**Written exercise:**
Rewrite the lines below, putting "place" in place of every "mark" and leaving everything else unchanged.

(Dataset rows showing where objects appear)

++++++++

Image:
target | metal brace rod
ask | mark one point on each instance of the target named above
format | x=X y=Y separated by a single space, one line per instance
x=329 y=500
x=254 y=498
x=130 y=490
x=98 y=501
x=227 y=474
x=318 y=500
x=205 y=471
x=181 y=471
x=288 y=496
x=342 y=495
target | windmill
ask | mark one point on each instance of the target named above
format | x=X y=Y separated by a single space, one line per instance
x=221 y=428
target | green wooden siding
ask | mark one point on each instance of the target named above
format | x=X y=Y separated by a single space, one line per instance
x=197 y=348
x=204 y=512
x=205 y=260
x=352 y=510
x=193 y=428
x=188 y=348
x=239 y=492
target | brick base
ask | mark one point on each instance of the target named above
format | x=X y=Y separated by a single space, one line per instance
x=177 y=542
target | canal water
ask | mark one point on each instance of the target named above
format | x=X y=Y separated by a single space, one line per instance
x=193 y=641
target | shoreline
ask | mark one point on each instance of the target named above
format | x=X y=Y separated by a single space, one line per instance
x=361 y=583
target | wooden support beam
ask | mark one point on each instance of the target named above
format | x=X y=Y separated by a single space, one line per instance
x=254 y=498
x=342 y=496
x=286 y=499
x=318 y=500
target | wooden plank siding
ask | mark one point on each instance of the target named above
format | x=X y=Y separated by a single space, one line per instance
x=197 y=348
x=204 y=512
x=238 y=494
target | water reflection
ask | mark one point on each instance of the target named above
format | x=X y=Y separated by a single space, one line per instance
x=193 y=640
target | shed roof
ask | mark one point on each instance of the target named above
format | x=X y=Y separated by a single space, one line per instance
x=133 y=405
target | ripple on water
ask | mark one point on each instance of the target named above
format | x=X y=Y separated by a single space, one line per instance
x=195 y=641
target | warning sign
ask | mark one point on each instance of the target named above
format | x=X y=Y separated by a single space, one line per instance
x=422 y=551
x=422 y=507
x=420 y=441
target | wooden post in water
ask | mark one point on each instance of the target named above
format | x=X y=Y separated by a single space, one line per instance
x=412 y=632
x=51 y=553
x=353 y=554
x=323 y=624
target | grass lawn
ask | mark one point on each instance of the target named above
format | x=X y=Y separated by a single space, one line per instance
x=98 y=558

++++++++

**Result of this task:**
Image:
target | metal brace rod
ask | place one point on each instance of the target named above
format | x=X y=Y separated by a single space, one line per instance
x=329 y=500
x=254 y=498
x=130 y=490
x=98 y=501
x=227 y=474
x=318 y=500
x=205 y=471
x=181 y=471
x=288 y=496
x=342 y=495
target | windmill
ask | place one point on each instance of the target named above
format | x=X y=Y separated by a single space, one line per instance
x=221 y=428
target | green wooden siding
ask | place one point on each instance of the target named above
format | x=X y=Y separated by a single space, one line per instance
x=197 y=348
x=204 y=512
x=205 y=260
x=352 y=510
x=193 y=428
x=188 y=348
x=239 y=492
target | brick base
ask | place one point on each instance of the target named above
format | x=X y=Y separated by a single space, one line per instance
x=177 y=542
target | canal water
ask | place one point on each instance of the target named above
format | x=X y=Y separated by a single space, one line per instance
x=193 y=641
target | shoreline
ask | place one point on each instance of the target named above
format | x=X y=Y separated by a single space, one line per instance
x=361 y=583
target | wooden support beam
ask | place one point on each instance of the target named above
format | x=X y=Y separated by a single space, one line per instance
x=254 y=498
x=342 y=496
x=286 y=499
x=318 y=500
target | wooden plank siding
ask | place one point on each instance of the target named above
format | x=X y=Y separated by a single space, one line per instance
x=197 y=348
x=204 y=512
x=238 y=494
target | water reflection
ask | place one point on each instance of the target named above
format | x=X y=Y separated by a single space, one line per instance
x=193 y=640
target | shed roof
ask | place one point on each instance of the target named above
format | x=X y=Y separated by a single space, one line per instance
x=133 y=405
target | ripple on water
ask | place one point on each instance of the target named above
format | x=X y=Y separated by a single space, one line per instance
x=195 y=641
target | warning sign
ask | place one point on each instance of the target named above
format | x=X y=Y separated by a single space, one line per instance
x=422 y=551
x=422 y=507
x=420 y=441
target | wooden post in water
ask | place one point on each instance of the target named above
format | x=X y=Y separated by a single space, one line per instance
x=412 y=632
x=51 y=553
x=353 y=554
x=323 y=624
target | grass lawn
ask | place one point on each instance of the target named above
format | x=X y=Y separated by a single space, one line per instance
x=98 y=558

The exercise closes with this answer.